▽

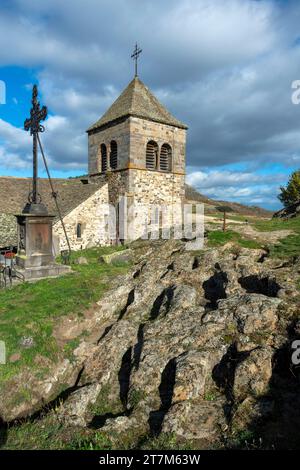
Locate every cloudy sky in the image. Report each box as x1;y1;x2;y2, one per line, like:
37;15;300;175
0;0;300;209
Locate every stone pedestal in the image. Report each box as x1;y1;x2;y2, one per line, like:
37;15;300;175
16;204;71;280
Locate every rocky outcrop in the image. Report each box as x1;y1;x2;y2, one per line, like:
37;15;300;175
0;241;300;448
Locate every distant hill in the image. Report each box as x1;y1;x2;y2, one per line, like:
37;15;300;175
185;184;273;217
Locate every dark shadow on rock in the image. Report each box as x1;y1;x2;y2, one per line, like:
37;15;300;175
237;321;300;450
212;344;251;422
118;289;134;321
88;411;130;429
202;271;228;309
118;346;132;408
97;323;114;344
238;274;281;297
150;286;175;320
133;323;145;370
148;358;176;436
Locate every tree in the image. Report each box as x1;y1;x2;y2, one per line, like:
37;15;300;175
278;170;300;207
216;206;233;232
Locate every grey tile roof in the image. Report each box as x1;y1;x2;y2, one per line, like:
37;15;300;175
87;77;187;132
0;177;103;247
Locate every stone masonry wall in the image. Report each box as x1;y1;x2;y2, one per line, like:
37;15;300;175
53;184;111;250
88;119;130;175
130;117;186;173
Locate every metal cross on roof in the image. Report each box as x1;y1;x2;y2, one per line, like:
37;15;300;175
131;43;142;77
24;85;47;204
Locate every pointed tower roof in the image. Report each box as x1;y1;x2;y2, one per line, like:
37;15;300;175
87;77;187;132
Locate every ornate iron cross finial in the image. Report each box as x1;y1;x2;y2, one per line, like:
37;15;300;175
24;85;47;204
131;43;142;77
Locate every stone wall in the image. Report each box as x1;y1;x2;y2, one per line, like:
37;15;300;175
53;184;111;250
89;117;186;175
88;118;130;175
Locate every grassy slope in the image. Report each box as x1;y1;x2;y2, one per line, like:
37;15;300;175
0;247;128;389
254;217;300;258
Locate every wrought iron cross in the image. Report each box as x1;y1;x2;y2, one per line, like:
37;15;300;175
131;43;142;77
24;85;47;204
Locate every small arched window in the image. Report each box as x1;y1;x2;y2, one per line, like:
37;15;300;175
146;140;158;170
101;144;107;173
110;140;118;170
76;224;82;238
159;144;172;171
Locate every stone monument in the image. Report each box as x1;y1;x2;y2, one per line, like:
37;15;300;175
16;85;70;280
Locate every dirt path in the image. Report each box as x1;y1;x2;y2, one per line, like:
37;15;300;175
237;225;294;244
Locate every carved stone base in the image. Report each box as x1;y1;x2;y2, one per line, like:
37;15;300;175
18;264;71;281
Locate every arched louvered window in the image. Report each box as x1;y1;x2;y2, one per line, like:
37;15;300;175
101;144;107;173
146;140;158;170
110;140;118;170
159;144;172;171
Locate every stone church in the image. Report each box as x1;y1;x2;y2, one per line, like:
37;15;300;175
0;76;187;252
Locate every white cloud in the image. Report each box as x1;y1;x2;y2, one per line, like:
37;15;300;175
0;0;300;207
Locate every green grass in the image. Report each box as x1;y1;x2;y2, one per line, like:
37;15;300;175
0;247;129;388
205;212;260;223
254;217;300;258
208;230;261;249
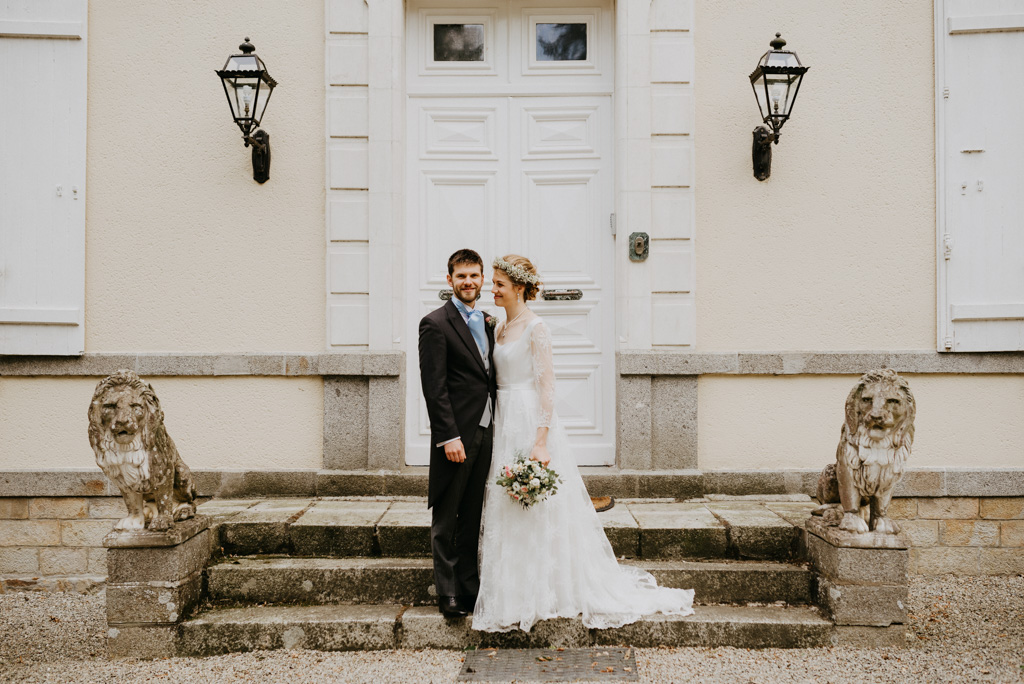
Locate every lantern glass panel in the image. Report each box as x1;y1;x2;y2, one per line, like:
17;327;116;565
225;76;262;123
253;81;273;126
224;54;259;72
754;74;769;121
765;74;799;118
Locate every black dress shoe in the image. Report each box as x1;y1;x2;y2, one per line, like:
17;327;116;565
459;594;476;613
437;596;469;617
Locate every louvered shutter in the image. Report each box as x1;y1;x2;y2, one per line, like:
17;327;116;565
936;0;1024;351
0;0;88;354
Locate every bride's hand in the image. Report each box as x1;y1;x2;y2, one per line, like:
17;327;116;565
529;444;551;468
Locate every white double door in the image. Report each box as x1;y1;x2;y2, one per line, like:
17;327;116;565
407;90;614;465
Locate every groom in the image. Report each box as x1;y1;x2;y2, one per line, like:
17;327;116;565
420;250;497;617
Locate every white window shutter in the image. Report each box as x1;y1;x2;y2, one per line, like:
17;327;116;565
936;0;1024;351
0;0;88;355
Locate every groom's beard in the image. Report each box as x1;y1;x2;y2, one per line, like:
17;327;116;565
452;288;480;306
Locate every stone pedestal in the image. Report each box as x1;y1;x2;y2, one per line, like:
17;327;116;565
103;515;212;658
805;517;909;646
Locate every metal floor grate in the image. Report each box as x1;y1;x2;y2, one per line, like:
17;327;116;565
457;648;639;682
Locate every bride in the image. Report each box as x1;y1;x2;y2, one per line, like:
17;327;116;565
473;254;693;632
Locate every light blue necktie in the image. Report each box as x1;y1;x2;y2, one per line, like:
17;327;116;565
459;302;487;358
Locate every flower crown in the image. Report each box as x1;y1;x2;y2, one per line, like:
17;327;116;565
490;257;541;285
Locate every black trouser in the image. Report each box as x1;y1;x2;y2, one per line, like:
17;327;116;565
430;423;495;608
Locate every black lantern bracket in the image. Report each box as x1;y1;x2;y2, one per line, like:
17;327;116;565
751;33;810;180
217;36;278;183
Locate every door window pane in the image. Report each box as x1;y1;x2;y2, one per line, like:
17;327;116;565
537;24;587;61
434;24;483;61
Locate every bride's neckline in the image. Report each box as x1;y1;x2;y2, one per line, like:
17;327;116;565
495;311;541;347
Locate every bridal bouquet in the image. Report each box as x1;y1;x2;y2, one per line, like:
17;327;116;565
495;452;562;508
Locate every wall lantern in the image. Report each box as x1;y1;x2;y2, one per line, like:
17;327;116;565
217;38;278;183
751;33;810;180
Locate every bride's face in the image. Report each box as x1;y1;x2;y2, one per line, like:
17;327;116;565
490;268;523;306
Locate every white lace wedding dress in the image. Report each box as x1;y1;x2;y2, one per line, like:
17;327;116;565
473;317;693;632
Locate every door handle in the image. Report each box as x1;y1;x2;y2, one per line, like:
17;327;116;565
541;289;583;302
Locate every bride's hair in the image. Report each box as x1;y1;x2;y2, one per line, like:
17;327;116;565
502;254;544;302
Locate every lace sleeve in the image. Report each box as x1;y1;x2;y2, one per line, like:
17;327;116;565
529;320;555;427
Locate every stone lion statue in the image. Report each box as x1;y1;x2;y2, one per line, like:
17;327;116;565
89;371;196;530
817;369;916;535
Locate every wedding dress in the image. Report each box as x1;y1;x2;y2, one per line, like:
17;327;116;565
473;317;693;632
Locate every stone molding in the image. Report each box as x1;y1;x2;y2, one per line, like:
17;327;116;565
0;350;1024;377
617;350;1024;376
0;351;406;378
0;466;1024;499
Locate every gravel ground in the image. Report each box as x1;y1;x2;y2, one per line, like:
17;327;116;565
0;575;1024;684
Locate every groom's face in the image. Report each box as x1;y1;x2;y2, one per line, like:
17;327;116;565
449;263;483;307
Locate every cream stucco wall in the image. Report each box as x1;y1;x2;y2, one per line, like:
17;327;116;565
0;378;324;470
694;0;936;350
697;375;1024;470
85;0;325;352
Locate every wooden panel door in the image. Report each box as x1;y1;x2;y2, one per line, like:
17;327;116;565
406;0;615;465
937;0;1024;351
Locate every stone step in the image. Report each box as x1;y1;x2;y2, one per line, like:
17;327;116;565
177;605;835;656
207;557;812;605
207;498;814;560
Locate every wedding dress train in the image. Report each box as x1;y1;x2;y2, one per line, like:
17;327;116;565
473;317;693;632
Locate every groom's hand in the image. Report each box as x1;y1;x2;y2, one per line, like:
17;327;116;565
444;439;466;463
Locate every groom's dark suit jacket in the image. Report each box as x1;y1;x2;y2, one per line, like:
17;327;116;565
420;300;498;506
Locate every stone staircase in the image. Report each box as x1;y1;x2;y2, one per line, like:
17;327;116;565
161;495;837;655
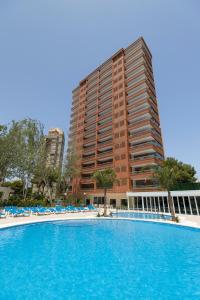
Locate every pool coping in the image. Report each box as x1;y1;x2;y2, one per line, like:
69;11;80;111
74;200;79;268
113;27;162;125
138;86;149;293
0;213;200;230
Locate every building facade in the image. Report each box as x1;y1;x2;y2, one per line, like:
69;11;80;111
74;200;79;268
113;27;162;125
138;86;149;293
46;128;65;170
127;190;200;216
68;38;164;205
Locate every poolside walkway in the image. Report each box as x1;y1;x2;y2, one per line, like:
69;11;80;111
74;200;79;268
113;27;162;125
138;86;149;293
0;212;97;228
0;212;200;229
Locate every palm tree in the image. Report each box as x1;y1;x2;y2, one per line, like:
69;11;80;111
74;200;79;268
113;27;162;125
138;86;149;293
92;168;116;217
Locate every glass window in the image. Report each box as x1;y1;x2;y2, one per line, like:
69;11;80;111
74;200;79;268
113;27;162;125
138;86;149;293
159;197;164;212
163;197;169;212
178;197;185;214
190;197;197;215
184;197;191;215
173;197;179;214
196;196;200;214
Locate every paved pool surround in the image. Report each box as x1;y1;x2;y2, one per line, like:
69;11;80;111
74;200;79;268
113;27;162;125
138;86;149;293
0;212;200;229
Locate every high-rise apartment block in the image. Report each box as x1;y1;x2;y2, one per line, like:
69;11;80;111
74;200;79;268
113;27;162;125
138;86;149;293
68;38;164;204
46;128;65;170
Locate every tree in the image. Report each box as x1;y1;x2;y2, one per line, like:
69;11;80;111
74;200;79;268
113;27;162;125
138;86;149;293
9;119;44;199
153;157;196;221
63;145;81;194
0;125;16;183
92;168;116;217
45;167;60;203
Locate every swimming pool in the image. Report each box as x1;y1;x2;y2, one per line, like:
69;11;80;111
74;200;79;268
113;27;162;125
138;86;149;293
113;212;171;221
0;220;200;300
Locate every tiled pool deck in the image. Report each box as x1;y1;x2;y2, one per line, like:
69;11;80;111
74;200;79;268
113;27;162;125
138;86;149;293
0;212;200;229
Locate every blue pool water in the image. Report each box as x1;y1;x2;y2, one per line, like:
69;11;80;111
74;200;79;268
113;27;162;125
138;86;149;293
113;212;171;220
0;220;200;300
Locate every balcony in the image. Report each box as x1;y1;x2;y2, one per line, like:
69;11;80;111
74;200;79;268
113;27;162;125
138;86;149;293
130;141;163;155
82;162;95;169
97;157;113;168
80;183;94;191
97;147;113;158
98;129;112;142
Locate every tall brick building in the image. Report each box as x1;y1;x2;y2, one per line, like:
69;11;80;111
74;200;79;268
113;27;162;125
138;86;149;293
68;38;164;205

△

DIRECTION: Rewrite the lines from the one containing "Locate every cream" through the one containing "161;495;837;655", inclusive, with "stone" replaced by "granite" and nothing else changed.

TASK OUTPUT:
Locate every cream stucco wall in the image. Report each box as x1;y1;x2;y2, one per line, like:
17;327;116;565
0;378;324;470
694;0;936;350
697;375;1024;470
85;0;325;352
Locate every wooden panel door in the image. Report each box as x1;y1;x2;y2, one per line, like:
17;327;116;565
406;0;615;465
937;0;1024;351
Locate every granite step in the image. Report each box as x1;y1;x2;y2, one per line, like:
17;327;116;565
177;605;835;656
207;557;812;605
207;498;814;560
Locate every wedding dress train in the image. Report each box as x1;y1;x2;y2, one per line, like:
17;327;116;565
473;317;693;632
Locate every groom's hand in the image. Report each box as x1;y1;x2;y2, one per line, like:
17;327;116;565
444;439;466;463
Locate every groom's dark suit jacket in the image. Report each box as x1;y1;x2;y2, one per line, like:
17;327;116;565
420;300;498;506
Locate every granite staircase in the image. Report each box as x1;y1;x2;y2, one per line, like:
17;327;116;565
161;495;837;655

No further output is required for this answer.